Exercise prompt
Count how many lines in the data contain the word "wooden", treating uppercase and lowercase as different, and reply with that number alone.

Material for this task
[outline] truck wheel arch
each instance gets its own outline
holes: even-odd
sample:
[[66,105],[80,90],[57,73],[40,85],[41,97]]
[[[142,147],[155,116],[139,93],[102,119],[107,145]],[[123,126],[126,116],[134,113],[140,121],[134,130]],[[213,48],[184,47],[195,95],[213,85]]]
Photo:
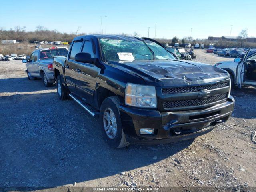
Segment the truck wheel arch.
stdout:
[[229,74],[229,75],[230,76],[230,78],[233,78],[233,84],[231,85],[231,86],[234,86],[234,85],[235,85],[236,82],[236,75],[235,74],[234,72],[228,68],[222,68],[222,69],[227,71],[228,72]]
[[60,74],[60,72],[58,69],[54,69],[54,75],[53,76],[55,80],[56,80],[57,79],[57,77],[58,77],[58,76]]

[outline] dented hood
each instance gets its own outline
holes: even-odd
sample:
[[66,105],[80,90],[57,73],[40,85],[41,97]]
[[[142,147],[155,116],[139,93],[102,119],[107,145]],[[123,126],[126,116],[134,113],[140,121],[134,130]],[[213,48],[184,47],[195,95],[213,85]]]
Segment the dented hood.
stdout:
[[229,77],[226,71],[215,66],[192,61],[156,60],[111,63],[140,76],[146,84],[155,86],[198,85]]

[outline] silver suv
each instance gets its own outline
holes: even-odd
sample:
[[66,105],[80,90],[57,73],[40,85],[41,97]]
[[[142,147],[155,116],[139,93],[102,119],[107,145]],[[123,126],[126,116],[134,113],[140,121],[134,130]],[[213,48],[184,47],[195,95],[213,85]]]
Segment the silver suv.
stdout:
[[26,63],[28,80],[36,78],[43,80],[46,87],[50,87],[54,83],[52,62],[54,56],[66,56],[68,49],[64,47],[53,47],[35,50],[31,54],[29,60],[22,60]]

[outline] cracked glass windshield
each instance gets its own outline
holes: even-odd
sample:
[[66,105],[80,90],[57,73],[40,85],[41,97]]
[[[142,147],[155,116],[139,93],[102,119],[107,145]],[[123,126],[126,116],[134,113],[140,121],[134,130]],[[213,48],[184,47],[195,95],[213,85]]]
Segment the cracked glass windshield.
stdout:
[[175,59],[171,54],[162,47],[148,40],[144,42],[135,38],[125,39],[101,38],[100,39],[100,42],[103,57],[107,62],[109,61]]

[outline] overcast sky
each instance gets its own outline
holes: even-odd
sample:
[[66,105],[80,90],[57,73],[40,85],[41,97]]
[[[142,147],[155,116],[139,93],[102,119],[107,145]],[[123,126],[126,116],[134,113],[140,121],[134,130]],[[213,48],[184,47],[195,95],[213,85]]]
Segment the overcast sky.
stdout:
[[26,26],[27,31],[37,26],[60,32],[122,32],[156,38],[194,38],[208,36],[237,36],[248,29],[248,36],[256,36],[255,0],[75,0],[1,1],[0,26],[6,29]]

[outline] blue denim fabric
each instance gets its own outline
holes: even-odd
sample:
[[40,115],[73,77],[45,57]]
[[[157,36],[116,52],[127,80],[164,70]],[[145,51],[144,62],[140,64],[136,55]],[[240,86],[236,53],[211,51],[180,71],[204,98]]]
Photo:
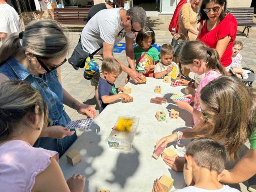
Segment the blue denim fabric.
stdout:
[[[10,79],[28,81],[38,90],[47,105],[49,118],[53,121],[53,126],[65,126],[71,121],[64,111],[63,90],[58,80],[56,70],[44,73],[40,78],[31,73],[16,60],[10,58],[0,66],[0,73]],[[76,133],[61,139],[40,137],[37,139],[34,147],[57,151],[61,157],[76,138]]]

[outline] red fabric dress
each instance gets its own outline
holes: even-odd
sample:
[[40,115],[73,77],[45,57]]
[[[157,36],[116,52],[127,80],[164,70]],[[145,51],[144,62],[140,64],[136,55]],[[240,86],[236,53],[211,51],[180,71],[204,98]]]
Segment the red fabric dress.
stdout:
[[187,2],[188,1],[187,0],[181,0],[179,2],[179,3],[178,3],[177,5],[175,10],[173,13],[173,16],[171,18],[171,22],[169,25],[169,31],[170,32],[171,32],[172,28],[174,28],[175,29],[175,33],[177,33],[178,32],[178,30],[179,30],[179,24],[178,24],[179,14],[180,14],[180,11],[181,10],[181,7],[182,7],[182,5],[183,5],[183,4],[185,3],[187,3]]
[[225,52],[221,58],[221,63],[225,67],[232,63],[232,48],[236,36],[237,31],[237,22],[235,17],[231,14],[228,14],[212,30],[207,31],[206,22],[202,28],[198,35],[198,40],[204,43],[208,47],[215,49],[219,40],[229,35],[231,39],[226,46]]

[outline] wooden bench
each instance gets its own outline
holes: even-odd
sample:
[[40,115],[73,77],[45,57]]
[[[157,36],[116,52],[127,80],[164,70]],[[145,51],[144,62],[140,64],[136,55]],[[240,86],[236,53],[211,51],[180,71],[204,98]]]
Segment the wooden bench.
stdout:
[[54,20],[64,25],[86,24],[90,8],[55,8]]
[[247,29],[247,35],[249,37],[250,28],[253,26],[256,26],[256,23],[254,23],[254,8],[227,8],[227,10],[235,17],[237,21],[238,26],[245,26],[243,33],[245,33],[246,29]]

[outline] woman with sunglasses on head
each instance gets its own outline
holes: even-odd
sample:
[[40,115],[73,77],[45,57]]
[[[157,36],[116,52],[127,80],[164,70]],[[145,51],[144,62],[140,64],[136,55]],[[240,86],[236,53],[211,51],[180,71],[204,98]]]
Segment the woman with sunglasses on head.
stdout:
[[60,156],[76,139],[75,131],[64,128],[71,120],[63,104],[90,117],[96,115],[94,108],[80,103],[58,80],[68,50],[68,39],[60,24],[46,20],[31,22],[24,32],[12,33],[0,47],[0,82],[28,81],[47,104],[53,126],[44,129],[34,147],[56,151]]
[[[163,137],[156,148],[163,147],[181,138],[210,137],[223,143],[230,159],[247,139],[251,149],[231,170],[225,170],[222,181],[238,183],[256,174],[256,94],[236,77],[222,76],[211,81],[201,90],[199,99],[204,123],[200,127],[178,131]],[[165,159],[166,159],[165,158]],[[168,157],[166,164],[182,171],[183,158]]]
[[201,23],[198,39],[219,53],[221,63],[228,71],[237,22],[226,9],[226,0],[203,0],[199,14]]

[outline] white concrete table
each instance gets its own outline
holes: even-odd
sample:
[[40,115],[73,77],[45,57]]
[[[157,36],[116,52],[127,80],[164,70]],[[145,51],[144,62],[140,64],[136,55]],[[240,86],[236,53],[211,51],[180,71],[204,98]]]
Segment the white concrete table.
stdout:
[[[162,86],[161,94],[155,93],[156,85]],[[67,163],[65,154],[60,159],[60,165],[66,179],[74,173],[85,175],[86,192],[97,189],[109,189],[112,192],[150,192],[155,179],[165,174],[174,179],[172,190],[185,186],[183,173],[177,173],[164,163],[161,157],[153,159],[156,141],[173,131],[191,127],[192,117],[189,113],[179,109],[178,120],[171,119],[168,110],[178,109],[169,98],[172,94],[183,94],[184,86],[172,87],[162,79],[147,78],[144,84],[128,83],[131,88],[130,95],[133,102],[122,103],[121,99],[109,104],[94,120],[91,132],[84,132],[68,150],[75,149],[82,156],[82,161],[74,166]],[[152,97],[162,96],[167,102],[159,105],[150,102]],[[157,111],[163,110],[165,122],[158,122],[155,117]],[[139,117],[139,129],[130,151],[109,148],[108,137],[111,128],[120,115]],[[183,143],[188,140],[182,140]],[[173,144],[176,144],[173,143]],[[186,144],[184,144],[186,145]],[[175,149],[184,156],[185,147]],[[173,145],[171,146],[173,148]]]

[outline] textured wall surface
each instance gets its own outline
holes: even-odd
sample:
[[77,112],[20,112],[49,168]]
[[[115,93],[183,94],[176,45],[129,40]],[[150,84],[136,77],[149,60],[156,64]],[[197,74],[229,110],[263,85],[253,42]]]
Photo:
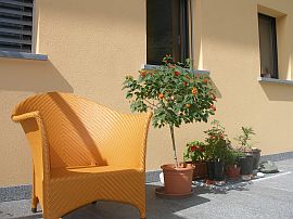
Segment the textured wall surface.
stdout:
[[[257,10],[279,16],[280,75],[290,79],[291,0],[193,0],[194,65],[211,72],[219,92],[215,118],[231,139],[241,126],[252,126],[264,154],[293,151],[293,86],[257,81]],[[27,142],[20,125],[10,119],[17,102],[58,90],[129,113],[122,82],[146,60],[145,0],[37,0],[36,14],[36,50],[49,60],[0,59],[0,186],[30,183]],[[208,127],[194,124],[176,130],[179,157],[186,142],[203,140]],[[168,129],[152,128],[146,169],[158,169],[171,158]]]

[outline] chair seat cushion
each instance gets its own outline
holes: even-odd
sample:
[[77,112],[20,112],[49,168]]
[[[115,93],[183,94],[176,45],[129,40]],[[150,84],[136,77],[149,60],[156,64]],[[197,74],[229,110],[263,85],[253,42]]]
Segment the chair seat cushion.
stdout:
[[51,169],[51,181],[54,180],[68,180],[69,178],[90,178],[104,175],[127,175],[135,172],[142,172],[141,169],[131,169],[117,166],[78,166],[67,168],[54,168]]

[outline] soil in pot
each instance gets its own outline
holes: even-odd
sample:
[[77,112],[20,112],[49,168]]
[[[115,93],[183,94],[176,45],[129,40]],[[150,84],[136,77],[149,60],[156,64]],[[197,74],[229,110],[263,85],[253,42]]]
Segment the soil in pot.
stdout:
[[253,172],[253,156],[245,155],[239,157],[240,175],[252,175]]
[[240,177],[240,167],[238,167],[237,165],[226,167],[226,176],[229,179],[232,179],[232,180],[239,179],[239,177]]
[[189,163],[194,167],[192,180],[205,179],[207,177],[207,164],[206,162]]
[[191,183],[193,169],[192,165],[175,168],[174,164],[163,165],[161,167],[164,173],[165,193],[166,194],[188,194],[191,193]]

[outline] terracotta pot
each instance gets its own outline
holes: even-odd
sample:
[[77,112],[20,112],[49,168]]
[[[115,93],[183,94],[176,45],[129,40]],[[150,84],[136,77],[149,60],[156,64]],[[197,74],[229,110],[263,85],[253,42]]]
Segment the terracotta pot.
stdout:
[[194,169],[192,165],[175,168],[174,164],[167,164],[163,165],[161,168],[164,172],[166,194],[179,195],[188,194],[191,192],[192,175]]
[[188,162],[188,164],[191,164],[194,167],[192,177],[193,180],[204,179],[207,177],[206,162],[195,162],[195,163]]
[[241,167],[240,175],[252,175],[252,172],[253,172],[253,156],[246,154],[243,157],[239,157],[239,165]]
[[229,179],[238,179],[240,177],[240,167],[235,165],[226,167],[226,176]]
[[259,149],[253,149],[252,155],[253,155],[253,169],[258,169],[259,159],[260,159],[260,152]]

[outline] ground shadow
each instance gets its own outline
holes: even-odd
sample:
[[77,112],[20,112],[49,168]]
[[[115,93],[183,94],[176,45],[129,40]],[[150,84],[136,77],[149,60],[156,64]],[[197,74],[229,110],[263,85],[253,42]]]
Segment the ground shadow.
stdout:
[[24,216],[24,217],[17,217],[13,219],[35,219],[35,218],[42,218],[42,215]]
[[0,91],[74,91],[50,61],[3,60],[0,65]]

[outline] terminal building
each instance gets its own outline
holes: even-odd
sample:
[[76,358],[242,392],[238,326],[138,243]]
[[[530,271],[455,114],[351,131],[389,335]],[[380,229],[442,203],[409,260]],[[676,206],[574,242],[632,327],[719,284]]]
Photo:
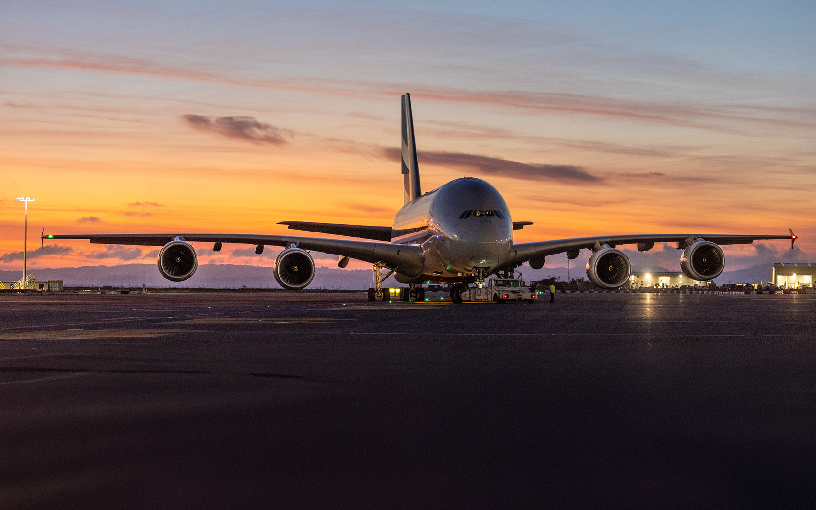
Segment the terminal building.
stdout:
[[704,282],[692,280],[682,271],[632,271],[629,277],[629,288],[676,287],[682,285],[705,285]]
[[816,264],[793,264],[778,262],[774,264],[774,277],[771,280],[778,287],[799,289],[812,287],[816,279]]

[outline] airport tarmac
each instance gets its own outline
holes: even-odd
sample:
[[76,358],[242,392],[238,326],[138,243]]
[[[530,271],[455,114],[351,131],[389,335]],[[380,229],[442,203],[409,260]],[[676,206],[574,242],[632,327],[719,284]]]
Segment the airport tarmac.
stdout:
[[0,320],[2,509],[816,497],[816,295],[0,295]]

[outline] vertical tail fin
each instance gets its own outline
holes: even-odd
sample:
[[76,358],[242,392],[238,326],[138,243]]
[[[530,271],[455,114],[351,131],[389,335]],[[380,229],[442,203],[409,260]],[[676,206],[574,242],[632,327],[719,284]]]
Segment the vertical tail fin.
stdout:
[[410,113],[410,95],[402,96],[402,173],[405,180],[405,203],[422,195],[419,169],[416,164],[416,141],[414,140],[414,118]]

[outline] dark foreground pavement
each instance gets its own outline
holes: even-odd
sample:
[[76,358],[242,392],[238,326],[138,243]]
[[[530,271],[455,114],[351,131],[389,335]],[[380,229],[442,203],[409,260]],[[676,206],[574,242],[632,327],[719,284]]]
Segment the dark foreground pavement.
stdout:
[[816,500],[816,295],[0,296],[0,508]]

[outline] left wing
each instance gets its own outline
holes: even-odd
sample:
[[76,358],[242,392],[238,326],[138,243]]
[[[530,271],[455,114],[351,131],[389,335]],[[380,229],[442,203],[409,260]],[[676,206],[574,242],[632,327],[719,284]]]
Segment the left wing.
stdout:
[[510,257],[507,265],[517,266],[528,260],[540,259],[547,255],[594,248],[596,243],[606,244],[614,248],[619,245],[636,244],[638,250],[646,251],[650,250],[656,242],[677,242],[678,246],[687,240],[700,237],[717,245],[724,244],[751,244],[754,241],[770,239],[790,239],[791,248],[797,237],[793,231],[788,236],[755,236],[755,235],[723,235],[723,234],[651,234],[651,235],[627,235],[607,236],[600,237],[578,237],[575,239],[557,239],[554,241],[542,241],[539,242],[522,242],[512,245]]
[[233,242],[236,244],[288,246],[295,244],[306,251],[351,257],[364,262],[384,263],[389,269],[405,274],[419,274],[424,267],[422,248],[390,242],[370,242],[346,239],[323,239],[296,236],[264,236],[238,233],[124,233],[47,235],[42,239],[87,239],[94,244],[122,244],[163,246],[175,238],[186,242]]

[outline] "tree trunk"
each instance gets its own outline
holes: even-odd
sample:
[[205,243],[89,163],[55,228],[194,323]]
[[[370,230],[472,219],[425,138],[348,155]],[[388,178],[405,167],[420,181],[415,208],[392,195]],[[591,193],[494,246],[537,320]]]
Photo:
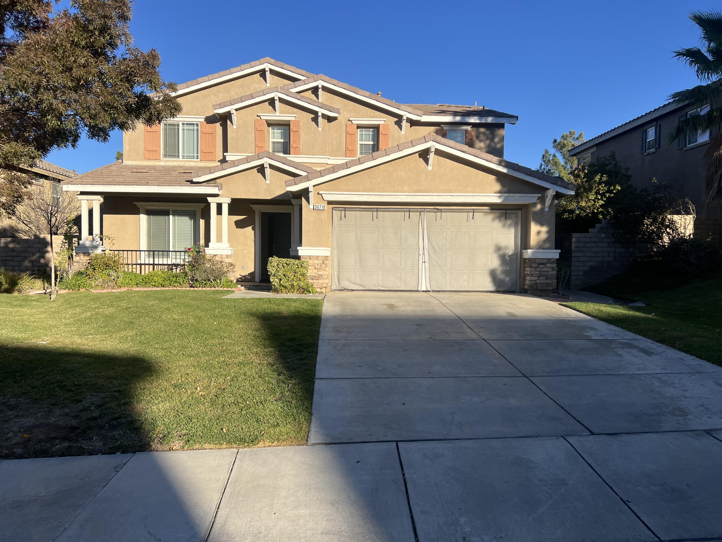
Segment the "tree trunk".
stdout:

Result of the exercise
2